◆ **Supplied passage**:
■ ■ ■
Tuesday, 8 July 2008

Knowledge recently aquired

  • Chalet-hotels in the French Alps lend themselves more to blogging than semi-detached houses in Birmingham suburbs
  • A candle, plastic table cloth and washing line in a garden at night can make great 20th birthday entertainment

  • Using too many visual aids when telling a Bible story at children's club makes the children think Jesus came to give us glitter in our lives
  • Criccieth has a castle that was built long before Prince John (the phoney king of England) came into power and has stood for long after

  • Hard floors and sleeping bags aren't the best recipe for comfort
  • The Bible says that our evangelism can be made effective by letting people see the good things that are in us in Jesus Christ
  • The university I will be going to in September has only 4 rooms with on-suite bathrooms in their halls of residence!
  • Toddlers with colds and the pre-terrible twos don't like watching telly, playing with plasticine, drawing, reading, walking, or doing anything you're not.
■ ■ ■
◆ **The data**:
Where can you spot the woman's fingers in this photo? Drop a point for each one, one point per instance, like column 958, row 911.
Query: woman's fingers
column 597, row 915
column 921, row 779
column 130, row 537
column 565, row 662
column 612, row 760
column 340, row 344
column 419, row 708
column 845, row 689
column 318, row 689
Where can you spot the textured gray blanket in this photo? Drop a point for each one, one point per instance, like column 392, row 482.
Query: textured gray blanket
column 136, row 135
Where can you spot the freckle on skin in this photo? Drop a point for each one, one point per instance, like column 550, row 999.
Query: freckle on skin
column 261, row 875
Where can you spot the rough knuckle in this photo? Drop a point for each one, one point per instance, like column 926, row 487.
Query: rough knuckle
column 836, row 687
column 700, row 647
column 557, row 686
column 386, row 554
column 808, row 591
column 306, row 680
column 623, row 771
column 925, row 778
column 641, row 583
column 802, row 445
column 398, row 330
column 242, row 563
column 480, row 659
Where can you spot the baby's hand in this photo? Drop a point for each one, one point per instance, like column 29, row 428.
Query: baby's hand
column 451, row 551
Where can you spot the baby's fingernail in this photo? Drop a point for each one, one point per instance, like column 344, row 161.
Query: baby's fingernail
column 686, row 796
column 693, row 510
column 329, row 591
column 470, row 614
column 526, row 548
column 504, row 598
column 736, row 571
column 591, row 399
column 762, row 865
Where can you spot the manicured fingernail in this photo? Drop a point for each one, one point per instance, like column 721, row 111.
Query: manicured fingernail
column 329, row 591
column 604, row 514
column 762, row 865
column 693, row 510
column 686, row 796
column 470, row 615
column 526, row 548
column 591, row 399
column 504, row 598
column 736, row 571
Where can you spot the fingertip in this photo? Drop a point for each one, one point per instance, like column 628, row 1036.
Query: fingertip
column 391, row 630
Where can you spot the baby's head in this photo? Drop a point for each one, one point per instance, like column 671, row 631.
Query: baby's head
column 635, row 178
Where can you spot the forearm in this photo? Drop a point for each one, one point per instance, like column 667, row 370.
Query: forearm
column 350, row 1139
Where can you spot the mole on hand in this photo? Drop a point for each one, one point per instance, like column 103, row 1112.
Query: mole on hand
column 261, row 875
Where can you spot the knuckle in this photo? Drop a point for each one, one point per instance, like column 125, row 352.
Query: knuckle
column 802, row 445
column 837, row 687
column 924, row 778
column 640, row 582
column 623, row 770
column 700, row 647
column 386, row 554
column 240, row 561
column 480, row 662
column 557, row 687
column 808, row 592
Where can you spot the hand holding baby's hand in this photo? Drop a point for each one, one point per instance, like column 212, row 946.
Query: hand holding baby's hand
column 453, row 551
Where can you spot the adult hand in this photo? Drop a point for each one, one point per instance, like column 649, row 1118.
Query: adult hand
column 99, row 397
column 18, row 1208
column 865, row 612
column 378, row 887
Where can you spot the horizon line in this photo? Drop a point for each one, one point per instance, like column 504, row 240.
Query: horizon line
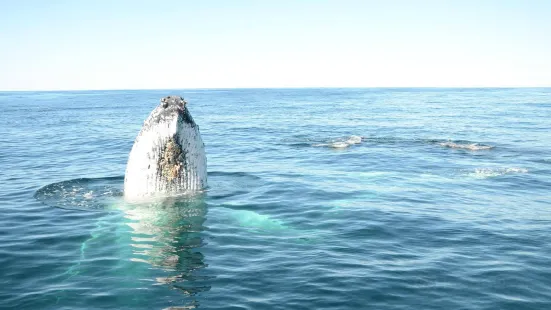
column 288, row 87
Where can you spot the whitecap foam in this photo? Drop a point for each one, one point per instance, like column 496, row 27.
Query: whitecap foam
column 341, row 143
column 483, row 173
column 466, row 146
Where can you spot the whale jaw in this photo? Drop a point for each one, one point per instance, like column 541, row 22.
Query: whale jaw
column 168, row 156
■ ■ ■
◆ **Assigned task A**: In the blog post, rewrite the item beginning "Using too many visual aids" in fewer words, keeping its main facts.
◆ **Assigned task B**: Retype the part of the blog post that begins at the words "Knowledge recently aquired" and stops after "halls of residence!", with no changes.
The records have no connection to the blog post.

◆ **Your solution A**: Overusing visual aids in a children's club Bible story led the children to think Jesus came to bring glitter into their lives.

◆ **Your solution B**:
Knowledge recently aquired

  • Chalet-hotels in the French Alps lend themselves more to blogging than semi-detached houses in Birmingham suburbs
  • A candle, plastic table cloth and washing line in a garden at night can make great 20th birthday entertainment

  • Using too many visual aids when telling a Bible story at children's club makes the children think Jesus came to give us glitter in our lives
  • Criccieth has a castle that was built long before Prince John (the phoney king of England) came into power and has stood for long after

  • Hard floors and sleeping bags aren't the best recipe for comfort
  • The Bible says that our evangelism can be made effective by letting people see the good things that are in us in Jesus Christ
  • The university I will be going to in September has only 4 rooms with on-suite bathrooms in their halls of residence!